** Extract **

Any maker knows that no ideas left are new; everything that has been done is done. What is more important then than creativity for the present? While we’re navigating the battlefield of tooling, there’s a constant that remains: less time is needed on the actual act of mechanically designing or making. We’re adopting new theoretical models and frameworks for passing over designs, articulating changes, and making things meaningful to the responsive creator at the right stage; advances made by companies like Figma, repl.it, and Glitch make it easier than ever for us to build things.
A good example of why creativity matters is the much-complained about Dribblification of design. Everything looks the same. Design patterns and recommendations are literally just imitations of one another, especially on mobile products when their interface offered us a whole new realm of play. How can things look so stagnant when they’ve existed far shorter than the browser? People joke that the developments with design systems have reduced the job of designer into playing drag-and-drop with pixels, similar to what the Visual Basic editor might have been for programmers over a decade ago.
Finding original thought, meaningful sources of inspiration, and communities that reward creativity instead of subscription to the norm are also more challenging. Process and repetitive methods of thought will come, but creativity is innate and built. Creativity is relentless, but also easy to slip by.
In Against Creativity, Oli Mould states that for the nebulous concept it is, creativity is a power, not just an ability. Instead of an inert force, creativity is a proactive task that blends both institutional and pre-cognitive knowledge, agency, and desire to create something that does not yet exist. Creativity is then better thought of as an agent of desire: what do you long to create and have the power to create, and what is something that you can create? These should be your guiding questions. We live in the age where life’s biggest uncertainty is not how we can make something, but should––and for all the limited “shoulds” we have––create something that matters to you. This is the greatest thing that people want to seize. They want to capitalize on your time, effort, and creativity: not just the mechanical means of putting something together, this is repetitive and replicable and easy to get outdone in. Rather, the original thought, creation, and work that you do that unwittingly sets new trends and movements. You wield this power, shaped uniquely yours. Be a force of reckoning.

** Set tasks **
A – Recast the paragraph of the creativity essay that begins "A good example of why creativity matters" as a bulleted list that keeps its main facts.
B – Name every company the creativity essay mentions.
C – Duplicate the stretch of the creativity essay from "Finding original thought, meaningful" through "to slip by.".

** Excerpted data **
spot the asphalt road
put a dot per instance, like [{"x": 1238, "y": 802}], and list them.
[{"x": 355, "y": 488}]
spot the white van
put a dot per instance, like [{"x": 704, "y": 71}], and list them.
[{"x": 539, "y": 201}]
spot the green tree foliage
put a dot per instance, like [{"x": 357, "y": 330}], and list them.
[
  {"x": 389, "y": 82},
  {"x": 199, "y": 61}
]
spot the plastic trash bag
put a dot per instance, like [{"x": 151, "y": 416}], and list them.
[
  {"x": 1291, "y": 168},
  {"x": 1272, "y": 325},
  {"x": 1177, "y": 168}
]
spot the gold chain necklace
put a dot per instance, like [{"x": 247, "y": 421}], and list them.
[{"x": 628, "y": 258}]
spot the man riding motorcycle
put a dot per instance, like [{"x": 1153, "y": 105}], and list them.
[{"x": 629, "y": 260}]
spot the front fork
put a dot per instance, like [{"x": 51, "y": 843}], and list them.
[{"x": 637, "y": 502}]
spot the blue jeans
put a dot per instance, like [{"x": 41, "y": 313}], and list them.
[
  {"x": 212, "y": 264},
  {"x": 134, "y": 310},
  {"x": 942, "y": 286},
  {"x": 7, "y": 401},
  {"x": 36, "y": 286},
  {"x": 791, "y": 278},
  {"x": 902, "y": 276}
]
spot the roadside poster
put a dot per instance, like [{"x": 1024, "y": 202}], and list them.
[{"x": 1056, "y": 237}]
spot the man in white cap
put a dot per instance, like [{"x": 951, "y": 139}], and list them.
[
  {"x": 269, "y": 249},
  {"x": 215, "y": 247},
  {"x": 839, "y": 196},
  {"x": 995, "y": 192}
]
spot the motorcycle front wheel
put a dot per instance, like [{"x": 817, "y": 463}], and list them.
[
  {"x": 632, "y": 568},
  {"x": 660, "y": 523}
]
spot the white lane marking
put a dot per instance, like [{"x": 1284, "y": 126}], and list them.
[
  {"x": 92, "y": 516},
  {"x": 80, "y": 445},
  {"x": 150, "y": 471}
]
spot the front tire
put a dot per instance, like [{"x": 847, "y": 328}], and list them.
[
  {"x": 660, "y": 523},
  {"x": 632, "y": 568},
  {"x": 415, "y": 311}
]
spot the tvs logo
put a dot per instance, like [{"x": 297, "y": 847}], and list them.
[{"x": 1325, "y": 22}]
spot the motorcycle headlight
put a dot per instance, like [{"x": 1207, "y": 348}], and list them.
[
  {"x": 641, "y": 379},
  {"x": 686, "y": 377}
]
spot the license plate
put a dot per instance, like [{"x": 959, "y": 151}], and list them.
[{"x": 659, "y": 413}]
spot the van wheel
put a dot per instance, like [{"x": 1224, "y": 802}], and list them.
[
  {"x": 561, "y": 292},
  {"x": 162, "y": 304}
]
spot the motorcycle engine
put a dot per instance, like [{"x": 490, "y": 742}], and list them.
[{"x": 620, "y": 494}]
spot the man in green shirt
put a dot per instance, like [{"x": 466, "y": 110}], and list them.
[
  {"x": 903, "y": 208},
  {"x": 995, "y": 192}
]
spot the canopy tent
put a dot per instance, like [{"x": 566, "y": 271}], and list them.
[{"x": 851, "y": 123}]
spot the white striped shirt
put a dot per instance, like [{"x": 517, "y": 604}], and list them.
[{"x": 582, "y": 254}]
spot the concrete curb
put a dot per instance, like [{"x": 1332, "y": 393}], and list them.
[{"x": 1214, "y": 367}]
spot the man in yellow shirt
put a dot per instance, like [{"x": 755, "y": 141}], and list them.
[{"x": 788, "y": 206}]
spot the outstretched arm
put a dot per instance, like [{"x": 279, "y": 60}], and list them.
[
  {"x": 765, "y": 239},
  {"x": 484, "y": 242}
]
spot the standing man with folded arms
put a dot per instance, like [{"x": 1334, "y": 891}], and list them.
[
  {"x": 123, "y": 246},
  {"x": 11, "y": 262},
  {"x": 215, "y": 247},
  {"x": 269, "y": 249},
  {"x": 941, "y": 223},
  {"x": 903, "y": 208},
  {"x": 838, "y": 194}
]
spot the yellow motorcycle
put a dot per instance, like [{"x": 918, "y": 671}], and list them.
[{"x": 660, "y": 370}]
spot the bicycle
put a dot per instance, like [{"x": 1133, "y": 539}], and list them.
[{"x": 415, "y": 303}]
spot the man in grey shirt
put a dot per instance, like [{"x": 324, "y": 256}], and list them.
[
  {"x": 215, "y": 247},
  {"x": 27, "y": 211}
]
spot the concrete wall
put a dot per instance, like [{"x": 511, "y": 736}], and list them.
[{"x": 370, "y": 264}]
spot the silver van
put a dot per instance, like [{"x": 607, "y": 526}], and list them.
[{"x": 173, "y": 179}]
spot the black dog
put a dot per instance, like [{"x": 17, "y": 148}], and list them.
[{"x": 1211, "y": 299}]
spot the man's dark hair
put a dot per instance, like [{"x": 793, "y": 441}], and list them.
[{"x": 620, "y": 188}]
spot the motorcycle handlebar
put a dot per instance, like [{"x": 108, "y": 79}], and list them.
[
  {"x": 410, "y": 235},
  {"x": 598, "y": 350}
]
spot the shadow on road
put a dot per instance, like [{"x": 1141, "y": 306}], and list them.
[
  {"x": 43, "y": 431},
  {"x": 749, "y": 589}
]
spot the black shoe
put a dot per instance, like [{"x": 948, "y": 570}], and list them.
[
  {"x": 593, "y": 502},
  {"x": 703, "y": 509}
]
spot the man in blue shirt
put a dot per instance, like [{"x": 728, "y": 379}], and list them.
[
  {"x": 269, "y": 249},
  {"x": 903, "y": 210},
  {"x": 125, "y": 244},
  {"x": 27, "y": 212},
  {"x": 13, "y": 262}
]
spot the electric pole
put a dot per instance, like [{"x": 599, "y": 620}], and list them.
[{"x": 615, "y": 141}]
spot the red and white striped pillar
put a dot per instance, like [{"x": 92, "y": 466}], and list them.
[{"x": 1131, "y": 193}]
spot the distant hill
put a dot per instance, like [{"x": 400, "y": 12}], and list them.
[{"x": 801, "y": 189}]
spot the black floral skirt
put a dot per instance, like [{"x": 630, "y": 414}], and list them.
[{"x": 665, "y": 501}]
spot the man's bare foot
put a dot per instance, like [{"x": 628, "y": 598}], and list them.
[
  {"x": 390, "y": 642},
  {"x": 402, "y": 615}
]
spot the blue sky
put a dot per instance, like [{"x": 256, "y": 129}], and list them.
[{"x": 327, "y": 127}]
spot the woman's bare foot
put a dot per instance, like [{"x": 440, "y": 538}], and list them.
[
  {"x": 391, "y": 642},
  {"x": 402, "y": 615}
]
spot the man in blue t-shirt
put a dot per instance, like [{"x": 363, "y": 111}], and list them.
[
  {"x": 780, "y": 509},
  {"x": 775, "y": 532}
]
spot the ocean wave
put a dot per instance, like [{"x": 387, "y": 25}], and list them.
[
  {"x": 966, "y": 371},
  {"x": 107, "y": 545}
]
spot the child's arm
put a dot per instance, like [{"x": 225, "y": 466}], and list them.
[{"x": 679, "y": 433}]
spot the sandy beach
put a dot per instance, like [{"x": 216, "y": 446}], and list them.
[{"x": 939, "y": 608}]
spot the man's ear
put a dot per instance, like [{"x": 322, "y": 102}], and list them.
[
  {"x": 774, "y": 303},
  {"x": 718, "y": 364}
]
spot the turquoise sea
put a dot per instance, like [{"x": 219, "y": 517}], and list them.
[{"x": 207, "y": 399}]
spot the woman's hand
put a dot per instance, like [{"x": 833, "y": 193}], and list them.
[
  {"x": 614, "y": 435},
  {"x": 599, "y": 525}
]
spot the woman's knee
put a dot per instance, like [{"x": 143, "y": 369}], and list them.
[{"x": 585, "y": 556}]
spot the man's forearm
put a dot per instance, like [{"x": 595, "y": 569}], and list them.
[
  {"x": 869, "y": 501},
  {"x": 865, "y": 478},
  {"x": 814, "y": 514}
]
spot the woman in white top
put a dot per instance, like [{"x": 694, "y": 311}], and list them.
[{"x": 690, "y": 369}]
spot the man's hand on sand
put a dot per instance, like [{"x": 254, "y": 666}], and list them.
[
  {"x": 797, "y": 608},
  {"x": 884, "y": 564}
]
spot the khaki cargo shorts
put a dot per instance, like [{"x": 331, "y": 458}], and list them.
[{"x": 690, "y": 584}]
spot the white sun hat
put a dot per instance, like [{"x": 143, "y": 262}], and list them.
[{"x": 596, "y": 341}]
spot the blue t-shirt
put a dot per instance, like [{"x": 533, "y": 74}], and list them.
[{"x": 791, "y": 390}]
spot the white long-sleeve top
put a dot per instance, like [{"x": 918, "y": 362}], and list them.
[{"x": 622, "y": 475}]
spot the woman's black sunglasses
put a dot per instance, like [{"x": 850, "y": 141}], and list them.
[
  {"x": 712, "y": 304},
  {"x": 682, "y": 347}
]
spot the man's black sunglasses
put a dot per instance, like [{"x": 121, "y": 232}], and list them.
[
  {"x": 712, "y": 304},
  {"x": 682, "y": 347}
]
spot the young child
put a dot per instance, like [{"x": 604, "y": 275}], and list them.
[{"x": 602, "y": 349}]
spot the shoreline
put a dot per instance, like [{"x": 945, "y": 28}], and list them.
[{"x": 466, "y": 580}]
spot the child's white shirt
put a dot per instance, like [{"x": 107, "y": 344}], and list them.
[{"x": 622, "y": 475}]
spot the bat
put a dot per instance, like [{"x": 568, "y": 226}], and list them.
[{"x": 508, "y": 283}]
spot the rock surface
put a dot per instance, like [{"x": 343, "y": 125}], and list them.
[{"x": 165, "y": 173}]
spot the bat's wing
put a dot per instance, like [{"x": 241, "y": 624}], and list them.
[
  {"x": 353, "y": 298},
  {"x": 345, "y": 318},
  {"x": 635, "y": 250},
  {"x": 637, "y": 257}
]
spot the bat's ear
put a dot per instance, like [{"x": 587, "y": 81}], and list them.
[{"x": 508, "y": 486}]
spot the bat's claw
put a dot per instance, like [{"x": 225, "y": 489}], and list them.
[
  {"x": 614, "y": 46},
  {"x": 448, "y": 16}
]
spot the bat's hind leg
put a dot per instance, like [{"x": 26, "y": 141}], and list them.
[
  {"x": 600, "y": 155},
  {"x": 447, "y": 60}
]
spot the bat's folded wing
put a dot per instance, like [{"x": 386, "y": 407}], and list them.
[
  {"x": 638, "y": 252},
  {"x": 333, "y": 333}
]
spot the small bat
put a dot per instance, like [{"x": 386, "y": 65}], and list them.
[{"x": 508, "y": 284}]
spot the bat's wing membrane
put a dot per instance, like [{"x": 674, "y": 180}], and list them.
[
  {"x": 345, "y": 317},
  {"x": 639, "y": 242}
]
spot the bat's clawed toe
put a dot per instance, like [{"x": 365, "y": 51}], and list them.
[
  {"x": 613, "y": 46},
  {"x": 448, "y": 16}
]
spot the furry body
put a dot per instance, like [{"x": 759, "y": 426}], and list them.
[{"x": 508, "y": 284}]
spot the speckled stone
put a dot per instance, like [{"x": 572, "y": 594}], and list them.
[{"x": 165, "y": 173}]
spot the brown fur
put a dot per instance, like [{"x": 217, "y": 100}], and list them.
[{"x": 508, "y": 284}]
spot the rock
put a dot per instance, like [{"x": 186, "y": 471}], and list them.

** Responses per task **
A –
- The much-complained-about Dribblification of design shows why creativity matters.
- Everything looks the same.
- Design patterns and recommendations imitate one another, especially on mobile products, even though their interface offered a whole new realm of play.
- These products look stagnant despite having existed far shorter than the browser.
- People joke that design systems have reduced the designer's job to drag-and-drop with pixels, much as the Visual Basic editor might have done for programmers over a decade ago.

B –
- Figma
- repl.it
- Glitch

C –
Finding original thought, meaningful sources of inspiration, and communities that reward creativity instead of subscription to the norm are also more challenging. Process and repetitive methods of thought will come, but creativity is innate and built. Creativity is relentless, but also easy to slip by.